→ PASSAGE GIVEN:
## Start
# a, az



## themadprogramer

szia! I'm just starting to learn Hungarian but I'm infuriated that a and az are considered "definite articles" wherever I read about them, because quite clearly they seem to be a bit more unique.

The pianist -> A zongorista
This seems okay.

Are you afraid of spiders? -> Félsz a pókoktól?
Okay I wouldn't say "of the spiders" in English unless I was referring to spiders that were in close proximity, this is a bit like Romanian or Greek I guess I've seen this before no need to panic.

That is green. -> Az zöld.
That apple is green. -> Az az alma zöld.

And this was the point where I snapped. Using a definite article of any kind after a demonstrative pronoun feels really weird. Especially considering that the majority of definite articles are cognates of definite pronouns in their respective languages. (I even thought that these *az*'s were really just the same) But alas.
I tried to compare it to the Chinese
这 and 这个 (this, this followed by a special word called a classifier; 
you would use the first in the case of "az" and the second in the case of "az az")
however semantically speaking 个 is by no means a definite article. In fact in some cases 个 can ironically be used like a pseudo-indefinite article when alone.
(个苹果 ＝一个苹果 an apple = one apple)

So here I ask if anyone can provide a more definite explanation on these so called "definite articles".


Thanks in advance


----------



## uress

Well... Selam 

The az1: demonstrative pronoun: that (but sometimes translated as this into English or the or not at all)
The az2 + a: definite articles: originally there was only one: az. Then the z started to disappear before consonants.
To say always az is a smaller mistake that others, it sounds only a bit (actually quite a lot) oldfashioned. Is some dialects people always say a, but it sounds very uneducated.
Usage of the Hungarian definite article: differs in some points from that in the English language. You just have to learn it. Most Hungarian have the same difficulties with the English definite article 

Ve: bu ev: ez a ház, bu araba: ez az autó ama bu gece: ma este    
Ve: o ev: az a ház, o araba: az az autó, o gece (düsünüyorum): akkor este 
Ama: su ev: ez a ház + az a ház! su araba: ez az autó + az az autó, su gece: akkor este? - tam bilmiyorum 
Tamam? Iyi aksamlar!


----------



## francisgranada

Ahmet Akkoç said:


> ... Are you afraid of spiders? -> Félsz a pókoktól?
> Okay I wouldn't say "of the spiders" in English unless I was referring to spiders that were in close proximity ...


But e.g. in Italian I can imagine "Hai paura _dei _ragni?", where _dei _corresponds to the English "of the". In such cases the definite article concretizes/determines the species/category itself and not the individual object. Thus in your example _Félsz* a* pókoktól?_ the question is if you are afraid of "all *the *spiders in general".
## End
→ TASK 1: Find each line in the records that contains the word "baby" and copy those lines out.

→ MATERIAL FOR THIS EXERCISE:
## Start
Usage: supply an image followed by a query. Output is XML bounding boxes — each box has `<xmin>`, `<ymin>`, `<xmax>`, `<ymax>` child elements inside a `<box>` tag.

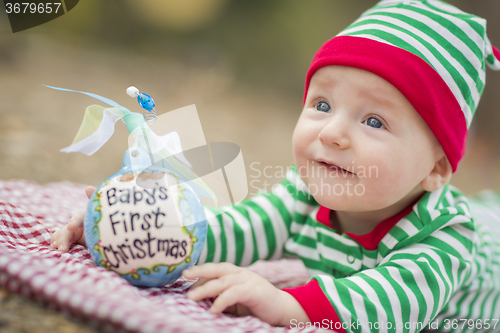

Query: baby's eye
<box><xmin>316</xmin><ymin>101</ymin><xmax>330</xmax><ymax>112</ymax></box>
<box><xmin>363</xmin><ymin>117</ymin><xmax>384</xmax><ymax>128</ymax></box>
## End
## Start
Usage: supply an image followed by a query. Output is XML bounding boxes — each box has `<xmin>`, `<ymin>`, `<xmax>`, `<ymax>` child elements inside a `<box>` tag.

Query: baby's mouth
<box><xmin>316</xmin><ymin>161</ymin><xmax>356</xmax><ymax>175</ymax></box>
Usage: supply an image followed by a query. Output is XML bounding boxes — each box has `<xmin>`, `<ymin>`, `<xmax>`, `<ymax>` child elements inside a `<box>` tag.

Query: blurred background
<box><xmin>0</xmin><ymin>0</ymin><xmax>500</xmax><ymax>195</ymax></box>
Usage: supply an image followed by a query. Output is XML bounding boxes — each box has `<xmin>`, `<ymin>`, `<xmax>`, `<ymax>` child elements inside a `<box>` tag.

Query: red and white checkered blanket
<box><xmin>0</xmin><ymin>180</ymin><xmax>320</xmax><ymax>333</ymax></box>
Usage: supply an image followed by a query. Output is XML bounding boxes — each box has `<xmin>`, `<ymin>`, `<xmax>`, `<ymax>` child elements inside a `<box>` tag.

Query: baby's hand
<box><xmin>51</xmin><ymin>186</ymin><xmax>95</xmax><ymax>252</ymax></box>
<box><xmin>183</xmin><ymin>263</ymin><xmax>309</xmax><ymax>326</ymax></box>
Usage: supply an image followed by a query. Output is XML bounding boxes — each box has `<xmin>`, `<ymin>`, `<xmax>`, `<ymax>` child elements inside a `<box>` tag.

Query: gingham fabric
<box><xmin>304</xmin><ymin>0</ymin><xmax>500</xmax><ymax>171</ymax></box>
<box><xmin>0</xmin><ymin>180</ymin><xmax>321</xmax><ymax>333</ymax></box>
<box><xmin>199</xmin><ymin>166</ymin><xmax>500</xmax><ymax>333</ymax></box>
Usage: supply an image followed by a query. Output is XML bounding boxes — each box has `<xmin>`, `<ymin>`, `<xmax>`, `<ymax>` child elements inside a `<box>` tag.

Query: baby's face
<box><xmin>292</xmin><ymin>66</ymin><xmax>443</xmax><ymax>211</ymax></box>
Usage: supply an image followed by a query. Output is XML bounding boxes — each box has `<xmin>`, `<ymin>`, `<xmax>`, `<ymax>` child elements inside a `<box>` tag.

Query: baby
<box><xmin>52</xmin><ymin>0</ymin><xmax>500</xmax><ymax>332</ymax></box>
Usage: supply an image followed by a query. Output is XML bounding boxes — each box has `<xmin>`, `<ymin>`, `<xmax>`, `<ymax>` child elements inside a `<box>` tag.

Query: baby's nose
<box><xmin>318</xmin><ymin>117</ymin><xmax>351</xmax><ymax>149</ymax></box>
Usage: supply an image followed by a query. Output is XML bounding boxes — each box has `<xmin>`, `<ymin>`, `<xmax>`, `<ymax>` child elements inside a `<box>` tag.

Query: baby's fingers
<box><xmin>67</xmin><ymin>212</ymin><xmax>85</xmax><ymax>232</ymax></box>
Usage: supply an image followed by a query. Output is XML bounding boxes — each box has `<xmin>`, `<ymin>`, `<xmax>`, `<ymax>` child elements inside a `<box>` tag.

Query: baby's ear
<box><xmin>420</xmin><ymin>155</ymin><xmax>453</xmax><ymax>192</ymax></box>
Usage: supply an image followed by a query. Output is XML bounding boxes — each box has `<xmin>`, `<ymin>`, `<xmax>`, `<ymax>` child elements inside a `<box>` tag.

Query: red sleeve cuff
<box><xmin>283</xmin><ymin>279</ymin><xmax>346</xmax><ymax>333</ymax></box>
## End
## Start
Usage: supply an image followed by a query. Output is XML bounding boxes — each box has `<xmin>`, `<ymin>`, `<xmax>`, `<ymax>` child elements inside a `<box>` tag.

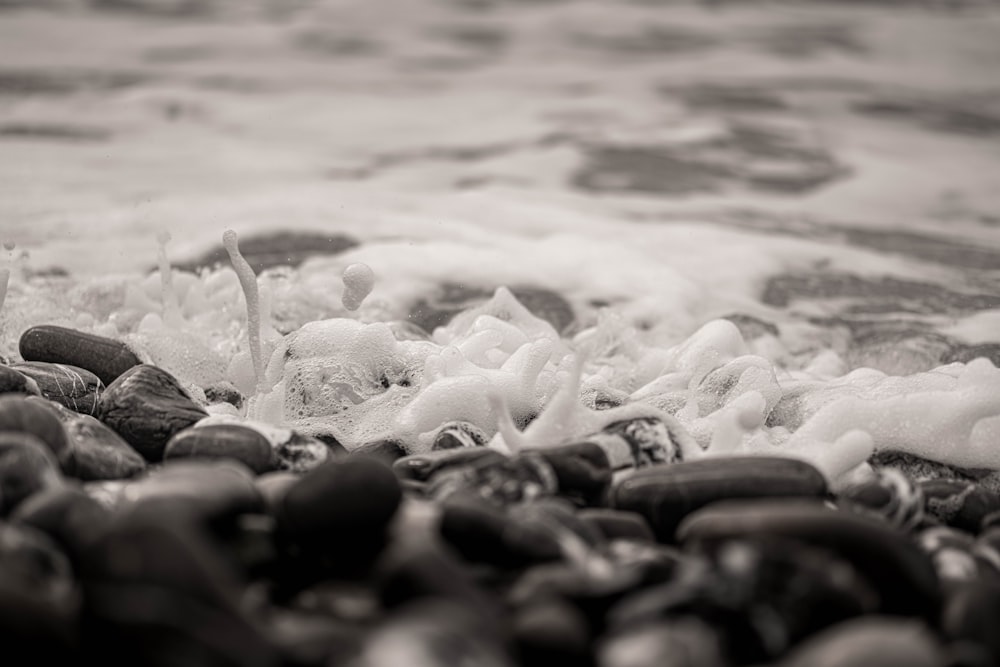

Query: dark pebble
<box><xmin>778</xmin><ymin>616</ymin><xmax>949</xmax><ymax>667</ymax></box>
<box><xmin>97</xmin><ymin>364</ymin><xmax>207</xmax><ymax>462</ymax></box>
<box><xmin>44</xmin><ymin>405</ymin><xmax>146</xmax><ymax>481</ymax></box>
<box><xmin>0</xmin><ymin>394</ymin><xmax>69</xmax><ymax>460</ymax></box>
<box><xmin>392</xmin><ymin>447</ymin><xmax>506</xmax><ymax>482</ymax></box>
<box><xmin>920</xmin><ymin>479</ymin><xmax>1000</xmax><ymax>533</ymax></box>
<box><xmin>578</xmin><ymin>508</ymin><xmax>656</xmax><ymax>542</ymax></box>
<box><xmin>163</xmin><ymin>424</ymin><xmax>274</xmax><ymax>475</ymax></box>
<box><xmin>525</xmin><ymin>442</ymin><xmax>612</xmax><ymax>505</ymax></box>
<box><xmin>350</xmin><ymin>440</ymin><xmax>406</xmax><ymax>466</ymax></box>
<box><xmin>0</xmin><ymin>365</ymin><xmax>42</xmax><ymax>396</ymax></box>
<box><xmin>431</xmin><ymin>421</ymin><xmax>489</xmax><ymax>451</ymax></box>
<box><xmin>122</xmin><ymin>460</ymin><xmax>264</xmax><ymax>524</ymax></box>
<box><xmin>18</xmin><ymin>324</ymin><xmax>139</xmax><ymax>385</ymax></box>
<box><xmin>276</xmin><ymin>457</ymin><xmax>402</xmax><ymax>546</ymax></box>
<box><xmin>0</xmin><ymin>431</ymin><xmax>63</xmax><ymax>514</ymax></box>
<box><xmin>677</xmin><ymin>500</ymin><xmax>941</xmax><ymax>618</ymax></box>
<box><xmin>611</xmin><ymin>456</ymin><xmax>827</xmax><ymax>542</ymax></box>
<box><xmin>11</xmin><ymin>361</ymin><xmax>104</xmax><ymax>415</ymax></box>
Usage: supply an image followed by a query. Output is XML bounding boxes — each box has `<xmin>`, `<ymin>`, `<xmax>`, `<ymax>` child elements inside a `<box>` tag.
## End
→ TASK 2: Continue the forum thread on the Hungarian articles a and az, starting after its last sentence.

→ RESULT 1:
Query: baby's eye
Query: baby's mouth
Query: baby's hand
Query: baby's face
Query: baby
Query: baby's nose
Query: baby's fingers
Query: baby's ear

→ RESULT 2:
As to the possible differences between the English and Hungarian, see e.g. the Romance languages: even if the usage of the articles in the Romance languages (perhaps except Romanian) is almost identical, there are differences. For example,  _*a* házunk _(our house) is _nuestra casa_ in Spanish, but _*la* nostra casa_ in Italian. Or _elnök úr_ (mister president) is _monsieur *le* president_ in French, but _señor presidente_ in Spanish and _signor presidente_ in Italian ...  I am convinced that we could find differences (e.g.) between English and German as well.


> That apple is green. -> Az az alma zöld.


In my opinion this is due to the fact that there is no formal difference between _az _(article) and _az _(demonstr. pronoun), to the contrary of e.g. the English _the _vs. _this/that_. However, such construction was not used some hundreds of years ago neither in Hungarian . In general (according to medieval written documents), in the past the definite article in Hungarian was used much less than today.

As to _a _instead of _az_, it's  similar to the French_ l'_ instead of _le_ (before words beginning with a vowel). In the oldest written documents only _az _(or _oz_) appears, later on the apostrophe was used to indicate the lack of "z" in the pronunciation  before consonants (e.g. _a*' *ház_). According to the actual orthography, we have two forms: _az_ and _a_.


----------



## uress

Hungarian is Hungarian and not Italian, either, or anything else... Hungarian is not even an Indoeuropean language.


----------



## themadprogramer

uress said:


> Hungarian is Hungarian and not Italian, either, or anything else... Hungarian is not even an Indoeuropean language.



I've been wondering about that for a while, can anyone show me the first attestation of a/az as an article?


----------



## Zsanna

Nobody will be able to do that, Ahmet. The change was subtle, graduate as it often is in a language.

As far as I know, in the Jókai-kódex (from about 1440, a long enough text that linguists could study), there are examples for _az_ used as a demonstrative pronoun as well as a definite article.


----------



## franknagy

The articles *a, az* have been developed from the demonstrative article* az* in the Hungarian language. There vas a stage (19th century) when the *a* article used to be written by an apostrophe *a' *before consonants. There is another weird usage of the definite article: It is used with the personal possessive endings and togeter with personal possesive pronouns:
_*A* házam, *az* én házam. Az *a* ház *az* enyém.
The last sententence = That house *is* mine _is an example where *az* is used instead of the verbal predicate, the copula.

English spelling checkers excude the repeated word. In Hungarian such repetition are legal: "*Az* *az* azték város, Tenochtitlan, *azaz* a mai Mexikóváros egy tóra épült."
That Aztec town Tenochtitlan that is the present Mexico City has been built onto a lake.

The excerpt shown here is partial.